--- begin Excerpted text ---

Direct Search Algorithms
========================

Shark offers classes and methods
implementing evolutionary single- and multi-objective optimization
algorithms. The component provides a multitude of different
evolutionary optimizers together with a rich sample of common
benchmark functions.

This section gives an overview of the underlying concepts of the
component and targets both the library user and a potential
contributor to Shark.

Conventions
-----------

In case of direct search algorithms, a minimization goal is
assumed.

Individuals & Populations
-------------------------

Most evolutionary algorithms, both single- and multi-objective, are
implemented in terms of the evolutionary loop. That is, in every
iteration of the algorithm, a set of individuals, a so-called
*population*, is evolved. In Shark, this concept is modelled in the
following way:

An individual consists of:

* chromosomes,
* the search point associated with the individual as well as
* the fitness corresponding to the individual's search point.

Two different types of fitness values are supported, namely the
penalized and the unpenalized fitness. Whenever an individual's search
point violates one ore more constraints of the optimization problem at
hand, an evolutionary algorithm might choose to *encode* this
violation in terms of a penalized fitness value.

--- end Excerpted text ---

■ **Required task 1**
Print the part of the direct search overview starting with "Most evolutionary algorithms, both" and going on through "individual's search point.".
■ **Required task 2**
In the direct search overview, what two types of fitness values are supported?
Draw only on the direct search overview, not on the material.

--- begin Data ---

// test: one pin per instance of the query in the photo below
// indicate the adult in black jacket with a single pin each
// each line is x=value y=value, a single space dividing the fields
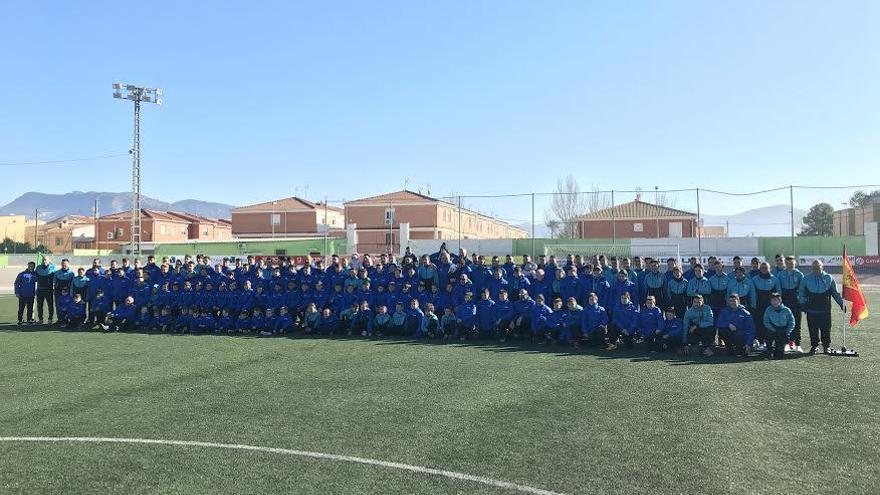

--- end Data ---

■ **Exercise answer 1**
Most evolutionary algorithms, both single- and multi-objective, are
implemented in terms of the evolutionary loop. That is, in every
iteration of the algorithm, a set of individuals, a so-called
*population*, is evolved. In Shark, this concept is modelled in the
following way:

An individual consists of:

* chromosomes,
* the search point associated with the individual as well as
* the fitness corresponding to the individual's search point.

■ **Exercise answer 2**
The penalized and the unpenalized fitness.